* [WORK ORDER]: From the line containing "Target: dirt path" down to the line containing "x=120, y=107" in the records below, reproduce every line exactly, ends included, and omit all others.

* [AVAILABLE RECORDS]:
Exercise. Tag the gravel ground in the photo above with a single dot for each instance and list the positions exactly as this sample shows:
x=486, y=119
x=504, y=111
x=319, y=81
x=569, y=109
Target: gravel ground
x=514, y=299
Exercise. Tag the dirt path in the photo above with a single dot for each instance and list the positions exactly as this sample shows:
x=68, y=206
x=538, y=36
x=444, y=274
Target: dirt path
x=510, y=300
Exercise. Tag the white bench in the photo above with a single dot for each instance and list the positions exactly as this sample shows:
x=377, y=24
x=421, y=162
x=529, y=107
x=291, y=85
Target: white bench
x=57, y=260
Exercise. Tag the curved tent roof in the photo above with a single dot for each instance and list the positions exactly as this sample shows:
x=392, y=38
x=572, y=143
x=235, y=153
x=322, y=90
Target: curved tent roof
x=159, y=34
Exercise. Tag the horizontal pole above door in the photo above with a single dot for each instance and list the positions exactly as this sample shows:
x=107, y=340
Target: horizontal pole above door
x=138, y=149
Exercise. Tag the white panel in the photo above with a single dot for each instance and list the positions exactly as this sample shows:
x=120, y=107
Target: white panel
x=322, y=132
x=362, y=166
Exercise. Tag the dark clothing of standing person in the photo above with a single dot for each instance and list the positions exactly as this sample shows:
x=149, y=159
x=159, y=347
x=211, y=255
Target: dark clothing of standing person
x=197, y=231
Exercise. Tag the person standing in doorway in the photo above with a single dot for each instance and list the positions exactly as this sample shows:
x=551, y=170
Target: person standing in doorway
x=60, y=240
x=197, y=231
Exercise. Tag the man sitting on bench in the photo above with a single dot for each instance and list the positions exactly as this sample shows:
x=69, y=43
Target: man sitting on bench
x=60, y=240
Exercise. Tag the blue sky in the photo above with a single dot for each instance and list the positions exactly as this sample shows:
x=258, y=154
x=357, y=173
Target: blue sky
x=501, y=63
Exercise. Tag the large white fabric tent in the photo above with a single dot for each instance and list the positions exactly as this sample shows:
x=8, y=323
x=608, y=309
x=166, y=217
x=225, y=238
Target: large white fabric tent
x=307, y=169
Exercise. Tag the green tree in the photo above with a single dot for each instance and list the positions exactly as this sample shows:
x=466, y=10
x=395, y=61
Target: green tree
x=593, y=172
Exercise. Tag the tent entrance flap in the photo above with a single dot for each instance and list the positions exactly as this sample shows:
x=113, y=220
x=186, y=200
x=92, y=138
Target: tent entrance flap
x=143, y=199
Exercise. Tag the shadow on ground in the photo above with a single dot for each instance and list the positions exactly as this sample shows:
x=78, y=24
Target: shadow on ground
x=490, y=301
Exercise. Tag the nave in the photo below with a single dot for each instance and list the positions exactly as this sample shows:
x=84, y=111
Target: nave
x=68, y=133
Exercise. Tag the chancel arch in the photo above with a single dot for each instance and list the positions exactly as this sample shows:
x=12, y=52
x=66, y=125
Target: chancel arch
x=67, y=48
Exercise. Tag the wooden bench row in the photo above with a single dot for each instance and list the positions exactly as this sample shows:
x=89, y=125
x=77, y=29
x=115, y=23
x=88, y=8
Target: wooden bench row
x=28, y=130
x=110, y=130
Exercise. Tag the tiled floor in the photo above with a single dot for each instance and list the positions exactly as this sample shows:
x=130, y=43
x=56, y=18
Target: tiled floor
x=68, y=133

* [REPLY]:
Target: dirt path
x=510, y=300
Exercise. Tag the white bench in the photo above with a single dot for each instance and list the positions exactly as this sample shows:
x=377, y=24
x=421, y=162
x=529, y=107
x=291, y=85
Target: white bench
x=57, y=260
Exercise. Tag the curved tent roof in the photo above with a single dot for each instance and list the positions exactly as this sample shows:
x=392, y=38
x=572, y=143
x=235, y=153
x=322, y=90
Target: curved tent roof
x=159, y=34
Exercise. Tag the horizontal pole above door in the photo above with a single dot for each instance and list the positions exactly as this sample shows:
x=107, y=340
Target: horizontal pole above door
x=138, y=149
Exercise. Tag the white panel in the photo above with a single dot for each instance and list the positions exactly as this sample shows:
x=120, y=107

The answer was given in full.